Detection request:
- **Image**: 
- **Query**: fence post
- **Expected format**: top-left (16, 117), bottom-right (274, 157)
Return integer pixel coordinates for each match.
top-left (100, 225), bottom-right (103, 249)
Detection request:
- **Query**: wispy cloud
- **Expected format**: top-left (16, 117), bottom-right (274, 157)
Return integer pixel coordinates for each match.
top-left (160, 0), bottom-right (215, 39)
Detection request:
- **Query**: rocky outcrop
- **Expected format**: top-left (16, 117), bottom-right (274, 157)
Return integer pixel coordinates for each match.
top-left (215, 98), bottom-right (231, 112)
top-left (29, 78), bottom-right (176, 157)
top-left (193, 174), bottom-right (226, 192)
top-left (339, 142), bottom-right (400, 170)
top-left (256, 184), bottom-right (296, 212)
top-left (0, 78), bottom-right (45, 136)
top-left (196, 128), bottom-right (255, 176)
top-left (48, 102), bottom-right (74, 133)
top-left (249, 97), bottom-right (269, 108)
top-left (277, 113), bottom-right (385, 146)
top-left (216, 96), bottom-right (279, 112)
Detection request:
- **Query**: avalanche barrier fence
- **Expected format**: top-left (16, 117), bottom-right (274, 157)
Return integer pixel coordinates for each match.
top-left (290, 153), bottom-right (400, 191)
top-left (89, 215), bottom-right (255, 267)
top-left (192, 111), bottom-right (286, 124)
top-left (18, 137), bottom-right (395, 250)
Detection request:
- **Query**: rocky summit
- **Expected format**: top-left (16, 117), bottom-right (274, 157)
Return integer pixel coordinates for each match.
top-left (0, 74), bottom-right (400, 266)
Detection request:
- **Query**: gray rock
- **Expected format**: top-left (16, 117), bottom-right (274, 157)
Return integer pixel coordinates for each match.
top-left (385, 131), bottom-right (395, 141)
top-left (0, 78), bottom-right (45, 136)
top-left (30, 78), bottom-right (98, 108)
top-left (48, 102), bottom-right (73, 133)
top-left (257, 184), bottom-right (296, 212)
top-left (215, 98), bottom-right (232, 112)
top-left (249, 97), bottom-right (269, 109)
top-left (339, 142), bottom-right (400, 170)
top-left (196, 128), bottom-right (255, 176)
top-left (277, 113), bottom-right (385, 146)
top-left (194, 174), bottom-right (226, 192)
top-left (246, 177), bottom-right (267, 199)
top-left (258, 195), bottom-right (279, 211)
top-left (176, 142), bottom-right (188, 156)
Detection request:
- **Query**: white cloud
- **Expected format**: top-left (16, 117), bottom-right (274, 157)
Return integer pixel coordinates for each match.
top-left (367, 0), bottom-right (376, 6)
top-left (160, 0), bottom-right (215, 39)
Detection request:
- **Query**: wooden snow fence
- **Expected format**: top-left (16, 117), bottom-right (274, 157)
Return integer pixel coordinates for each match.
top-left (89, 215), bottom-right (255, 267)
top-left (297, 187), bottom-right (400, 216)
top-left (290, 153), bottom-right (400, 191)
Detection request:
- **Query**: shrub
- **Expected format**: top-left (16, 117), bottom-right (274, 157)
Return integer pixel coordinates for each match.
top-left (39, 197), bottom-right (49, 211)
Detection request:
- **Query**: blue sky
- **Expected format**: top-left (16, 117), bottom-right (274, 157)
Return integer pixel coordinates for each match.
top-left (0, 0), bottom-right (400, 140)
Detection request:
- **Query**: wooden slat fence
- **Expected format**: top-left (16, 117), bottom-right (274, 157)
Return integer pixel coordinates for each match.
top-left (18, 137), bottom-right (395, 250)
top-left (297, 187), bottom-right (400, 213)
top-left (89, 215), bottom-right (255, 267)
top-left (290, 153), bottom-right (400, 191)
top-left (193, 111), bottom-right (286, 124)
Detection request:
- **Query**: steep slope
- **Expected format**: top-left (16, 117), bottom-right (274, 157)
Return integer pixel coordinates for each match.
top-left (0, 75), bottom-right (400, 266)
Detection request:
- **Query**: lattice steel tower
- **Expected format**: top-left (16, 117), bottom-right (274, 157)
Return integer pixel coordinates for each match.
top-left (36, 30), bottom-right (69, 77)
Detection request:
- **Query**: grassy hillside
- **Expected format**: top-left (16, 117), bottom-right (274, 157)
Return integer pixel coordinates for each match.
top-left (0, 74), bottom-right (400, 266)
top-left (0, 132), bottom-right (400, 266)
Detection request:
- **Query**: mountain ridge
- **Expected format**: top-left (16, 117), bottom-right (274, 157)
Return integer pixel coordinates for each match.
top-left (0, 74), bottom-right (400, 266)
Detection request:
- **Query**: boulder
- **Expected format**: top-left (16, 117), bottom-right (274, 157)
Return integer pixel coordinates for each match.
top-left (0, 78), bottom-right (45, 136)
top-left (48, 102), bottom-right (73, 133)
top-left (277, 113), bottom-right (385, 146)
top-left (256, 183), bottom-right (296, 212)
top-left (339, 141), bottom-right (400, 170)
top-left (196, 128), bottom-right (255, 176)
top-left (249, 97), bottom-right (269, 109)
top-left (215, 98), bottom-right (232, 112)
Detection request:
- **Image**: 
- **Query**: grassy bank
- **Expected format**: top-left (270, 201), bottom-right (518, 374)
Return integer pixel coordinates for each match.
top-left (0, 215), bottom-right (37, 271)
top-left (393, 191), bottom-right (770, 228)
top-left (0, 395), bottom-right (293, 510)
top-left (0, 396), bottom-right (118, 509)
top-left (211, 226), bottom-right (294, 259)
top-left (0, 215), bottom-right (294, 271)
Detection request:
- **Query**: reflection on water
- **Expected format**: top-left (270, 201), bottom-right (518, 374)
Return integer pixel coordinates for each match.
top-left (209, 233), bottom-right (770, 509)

**Exercise aim:**
Pick out and copy every line of the records that contains the string "rocky", treating uppercase and lowercase letters as different.

**Expected answer:**
- **Query**: rocky outcrop
- **Query**: rocky summit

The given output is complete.